§ **Text segment**
When someone tells you that 44.1 kHz is the “natural” or “perfect” sampling rate for audio, they are, without knowing it, paying tribute to the NTSC standards committee of 1941 and the PAL engineers of the 1960s. The number carries history in it the way a fossil carries the structure of a long-dead organism. It is the right number, in the sense that it works. Its rightness has nothing to do with the reasons it was chosen.
I find this genuinely satisfying rather than disappointing. The history of physics and engineering is full of contingent numbers that turned out to be good enough, and whose goodness was only rationalised after the fact. The metre was originally defined as one ten-millionth of the distance from the equator to the North Pole along the Paris meridian — an arbitrary geodetic choice that turned out to produce a unit of length that is remarkably convenient for human-scale physics. The kilogram was a cylinder of platinum-iridium alloy in a vault outside Paris for over a century. 44,100 Hz is in good company.
The Archaeology of a Number
The numbers we inherit from engineering history are rarely arbitrary at every level simultaneously. 44,100 Hz is not arbitrary at the level of sampling theory: it satisfies the Nyquist criterion with enough headroom for a physically realisable anti-aliasing filter, given 1970s component technology. That is a genuine constraint, and the number sits in the right region of parameter space for it.

Excerpts from a dataset
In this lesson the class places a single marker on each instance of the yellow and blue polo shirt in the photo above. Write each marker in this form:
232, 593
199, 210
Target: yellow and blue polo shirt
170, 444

§ **Work request 1**
Answer these questions using the sampling-rate text:
(a) Which standards committee and year does the text name?
(b) How was the metre originally defined?
(c) Which criterion does 44,100 Hz satisfy?
§ **Work request 2**
Rewrite the sampling-rate text between "I find this" and "in good company.", inclusive, replacing "vault" with "safe".

§ **Worked solution 1**
(a) The NTSC standards committee of 1941.
(b) As one ten-millionth of the distance from the equator to the North Pole along the Paris meridian.
(c) The Nyquist criterion.

§ **Worked solution 2**
I find this genuinely satisfying rather than disappointing. The history of physics and engineering is full of contingent numbers that turned out to be good enough, and whose goodness was only rationalised after the fact. The metre was originally defined as one ten-millionth of the distance from the equator to the North Pole along the Paris meridian — an arbitrary geodetic choice that turned out to produce a unit of length that is remarkably convenient for human-scale physics. The kilogram was a cylinder of platinum-iridium alloy in a safe outside Paris for over a century. 44,100 Hz is in good company.